BEGIN Task data
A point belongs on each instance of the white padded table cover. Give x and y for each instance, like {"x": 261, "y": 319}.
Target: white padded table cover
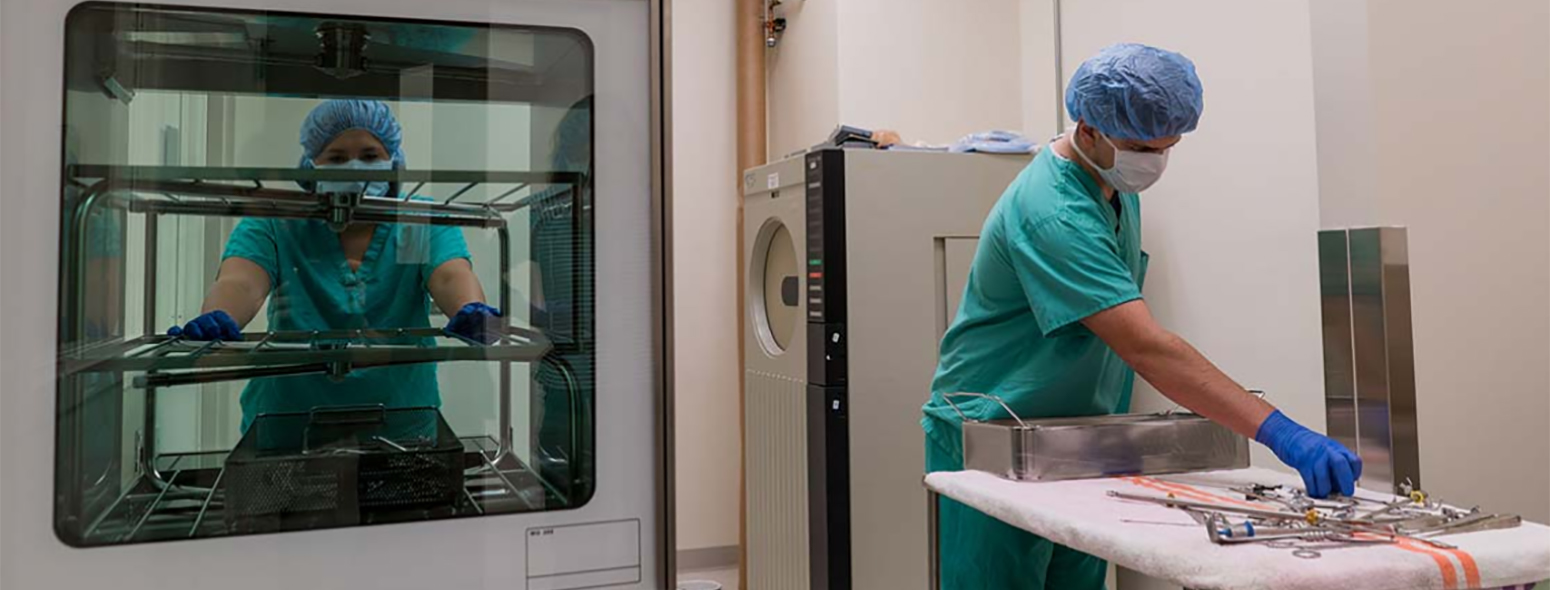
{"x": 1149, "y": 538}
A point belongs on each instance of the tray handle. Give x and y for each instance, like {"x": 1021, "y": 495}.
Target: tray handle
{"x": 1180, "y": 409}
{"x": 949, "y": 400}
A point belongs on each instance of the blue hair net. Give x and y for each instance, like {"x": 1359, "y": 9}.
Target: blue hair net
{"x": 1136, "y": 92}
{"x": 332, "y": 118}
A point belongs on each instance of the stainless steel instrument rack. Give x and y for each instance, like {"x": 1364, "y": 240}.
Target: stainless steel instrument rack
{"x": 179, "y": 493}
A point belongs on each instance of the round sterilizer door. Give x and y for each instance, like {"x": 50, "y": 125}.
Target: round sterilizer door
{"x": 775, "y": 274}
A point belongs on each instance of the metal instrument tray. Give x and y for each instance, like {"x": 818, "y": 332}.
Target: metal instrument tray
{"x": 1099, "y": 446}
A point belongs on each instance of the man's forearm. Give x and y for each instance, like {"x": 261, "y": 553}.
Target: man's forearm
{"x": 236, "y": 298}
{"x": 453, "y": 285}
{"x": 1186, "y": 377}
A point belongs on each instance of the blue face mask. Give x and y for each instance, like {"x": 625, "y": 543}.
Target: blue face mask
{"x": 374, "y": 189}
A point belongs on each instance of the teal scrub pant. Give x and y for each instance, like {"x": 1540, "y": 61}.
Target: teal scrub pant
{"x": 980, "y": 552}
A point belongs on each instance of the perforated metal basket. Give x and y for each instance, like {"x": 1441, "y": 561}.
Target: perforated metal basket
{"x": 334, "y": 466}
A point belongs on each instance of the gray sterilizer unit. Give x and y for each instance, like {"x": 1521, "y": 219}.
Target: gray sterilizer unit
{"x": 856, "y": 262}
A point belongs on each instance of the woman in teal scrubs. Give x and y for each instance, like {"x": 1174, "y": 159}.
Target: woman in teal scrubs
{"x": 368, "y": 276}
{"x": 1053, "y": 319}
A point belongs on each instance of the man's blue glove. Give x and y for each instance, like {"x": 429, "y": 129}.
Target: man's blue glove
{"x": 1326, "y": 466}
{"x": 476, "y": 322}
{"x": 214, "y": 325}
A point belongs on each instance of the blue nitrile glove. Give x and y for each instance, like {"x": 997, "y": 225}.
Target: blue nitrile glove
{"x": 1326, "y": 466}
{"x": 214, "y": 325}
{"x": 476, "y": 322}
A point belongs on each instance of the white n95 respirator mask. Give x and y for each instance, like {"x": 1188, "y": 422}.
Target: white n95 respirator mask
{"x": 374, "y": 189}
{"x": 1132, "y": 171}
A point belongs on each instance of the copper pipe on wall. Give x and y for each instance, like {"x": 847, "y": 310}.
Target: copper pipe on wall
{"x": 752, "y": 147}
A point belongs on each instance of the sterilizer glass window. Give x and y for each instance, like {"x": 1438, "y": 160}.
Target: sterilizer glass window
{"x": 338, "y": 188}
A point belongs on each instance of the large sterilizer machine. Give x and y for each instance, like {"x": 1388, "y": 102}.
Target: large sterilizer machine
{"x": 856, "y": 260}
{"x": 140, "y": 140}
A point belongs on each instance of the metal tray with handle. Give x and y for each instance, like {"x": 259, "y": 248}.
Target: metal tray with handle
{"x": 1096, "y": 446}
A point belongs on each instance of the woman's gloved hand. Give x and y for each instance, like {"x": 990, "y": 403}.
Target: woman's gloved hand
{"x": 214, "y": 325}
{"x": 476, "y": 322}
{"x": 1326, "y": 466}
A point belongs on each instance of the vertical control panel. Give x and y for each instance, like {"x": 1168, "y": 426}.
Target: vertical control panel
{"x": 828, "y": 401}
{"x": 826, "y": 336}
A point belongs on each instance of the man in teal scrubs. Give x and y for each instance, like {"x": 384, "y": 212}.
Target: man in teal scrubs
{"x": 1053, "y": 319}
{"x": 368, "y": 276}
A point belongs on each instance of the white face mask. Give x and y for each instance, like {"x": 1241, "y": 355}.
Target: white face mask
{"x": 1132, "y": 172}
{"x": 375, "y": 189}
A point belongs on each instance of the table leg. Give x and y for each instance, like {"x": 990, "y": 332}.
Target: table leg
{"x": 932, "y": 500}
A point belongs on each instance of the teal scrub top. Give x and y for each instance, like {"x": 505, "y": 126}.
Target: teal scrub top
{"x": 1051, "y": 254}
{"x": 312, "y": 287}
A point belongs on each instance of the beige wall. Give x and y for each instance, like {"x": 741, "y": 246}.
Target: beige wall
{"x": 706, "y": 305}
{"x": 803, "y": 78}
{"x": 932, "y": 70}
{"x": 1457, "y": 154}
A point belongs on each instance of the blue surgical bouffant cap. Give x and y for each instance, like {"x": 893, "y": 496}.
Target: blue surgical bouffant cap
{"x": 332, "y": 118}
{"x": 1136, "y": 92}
END Task data
Copy out all the entries exactly. Images stay out of the copy.

Solution to the exercise =>
A point belongs on each instance of the white padded table cover. Give x and y for each instance, like {"x": 261, "y": 319}.
Target: white padded table cover
{"x": 1149, "y": 538}
A point belongs on each instance of the tray handle. Give x and y for each instance, like {"x": 1021, "y": 495}.
Target: tray handle
{"x": 1180, "y": 409}
{"x": 949, "y": 400}
A point belongs on each instance of the blue hair net. Give x and y for each instance, like {"x": 1359, "y": 9}.
Target: blue hair net
{"x": 1136, "y": 92}
{"x": 332, "y": 118}
A point belongs on each instance of the stainless steel instrument rack. Give x and y for each instance, like {"x": 1364, "y": 240}.
Target: stainless steel instrument rack
{"x": 179, "y": 493}
A point belongs on each instance of the round sterilizer door. Give x and y for each instance, like {"x": 50, "y": 125}.
Target: round sterilizer door
{"x": 775, "y": 274}
A point belongs on each instance of the metal instrument tray. Give x and y for each instance, like {"x": 818, "y": 332}.
Target: metal instrument tray
{"x": 1099, "y": 446}
A point belongs on each instance of the man's forearm. Give x and y for each instance, like {"x": 261, "y": 553}.
Target: man's forearm
{"x": 236, "y": 298}
{"x": 453, "y": 285}
{"x": 1186, "y": 377}
A point belongs on each instance of the blue face mask. Give x and y for each instance, like {"x": 625, "y": 543}.
Target: blue face mask
{"x": 374, "y": 189}
A point belongs on each instance of the teal scrub pant. Give x and y for each instance, like {"x": 1540, "y": 61}.
Target: teal scrub pant
{"x": 980, "y": 552}
A point belongs on each instance of the perforated metal basket. Give x and y for each instance, like {"x": 1441, "y": 561}.
Target: perforated metal basket
{"x": 334, "y": 466}
A point belongs on each instance of the gray sterilizer unit. Give x and y for each instance, like {"x": 1521, "y": 219}.
Target: gray sterilizer unit
{"x": 856, "y": 262}
A point belongs on each instance of the woman in teal scrubs. Give x and y for each instance, like {"x": 1174, "y": 159}.
Target: woman in teal scrubs
{"x": 368, "y": 276}
{"x": 1053, "y": 319}
A point belongs on each instance of the man's blue glove. Give x and y for each instance, like {"x": 429, "y": 129}.
Target: man's blue glove
{"x": 1326, "y": 466}
{"x": 476, "y": 322}
{"x": 214, "y": 325}
A point belongs on each instance of the blue nitrile glove. Give x and y for each instance, like {"x": 997, "y": 225}.
Target: blue nitrile glove
{"x": 1326, "y": 466}
{"x": 214, "y": 325}
{"x": 476, "y": 322}
A point belongs on each instance of the white n95 respirator mask. Give x and y for each instance, like {"x": 1188, "y": 422}.
Target: white n95 respirator mask
{"x": 374, "y": 189}
{"x": 1132, "y": 171}
A point belongs on each instance of the copper pipe on wall. Give x and y for each instance, like {"x": 847, "y": 310}.
Target: copper pipe on wall
{"x": 752, "y": 147}
A point belongs on each instance of the sterilizer glass window. Give x and y for each instance, like {"x": 1438, "y": 160}.
Target: sterilizer glass window
{"x": 338, "y": 188}
A point belongs on each instance of the large sterilizer machine. Give x and y for each instance, like {"x": 1388, "y": 102}.
Target: large sterilizer machine
{"x": 856, "y": 260}
{"x": 140, "y": 140}
A point belongs on each instance of the metal tray with handle. Give x and y for each instance, like {"x": 259, "y": 248}.
Target: metal tray with handle
{"x": 1096, "y": 446}
A point belongs on each instance of the woman's gloved hand. Give x and y for each instance, like {"x": 990, "y": 403}.
Target: woman's gloved hand
{"x": 214, "y": 325}
{"x": 476, "y": 322}
{"x": 1326, "y": 466}
A point belongs on each instance of the vertical control panel. Give x and y for each instance, like {"x": 1168, "y": 426}.
Target: vertical control panel
{"x": 828, "y": 401}
{"x": 826, "y": 336}
A point belongs on each instance of the man in teal scrubs. Give x and y for each instance, like {"x": 384, "y": 212}.
Target: man in teal scrubs
{"x": 1053, "y": 319}
{"x": 368, "y": 276}
A point belongs on each instance of the white face mask. Give x and y for each instance, like {"x": 1241, "y": 355}.
Target: white face mask
{"x": 1132, "y": 172}
{"x": 375, "y": 189}
A point belongs on each instance of the table leg. Give x and y for each instance, like {"x": 990, "y": 332}.
Target: table leg
{"x": 932, "y": 500}
A point belongs on each instance of the teal scrub top. Give x and y for each instance, like {"x": 505, "y": 126}.
Target: teal scrub top
{"x": 1051, "y": 254}
{"x": 312, "y": 287}
A point belongs on each instance of the beige wall. Give x and y for each instance, like {"x": 741, "y": 246}.
Target: beige wall
{"x": 706, "y": 305}
{"x": 803, "y": 78}
{"x": 932, "y": 70}
{"x": 1457, "y": 154}
A point belongs on each instance of the blue surgical bouffant cap. Give x and y for each instance, like {"x": 893, "y": 496}.
Target: blue surgical bouffant cap
{"x": 332, "y": 118}
{"x": 1136, "y": 92}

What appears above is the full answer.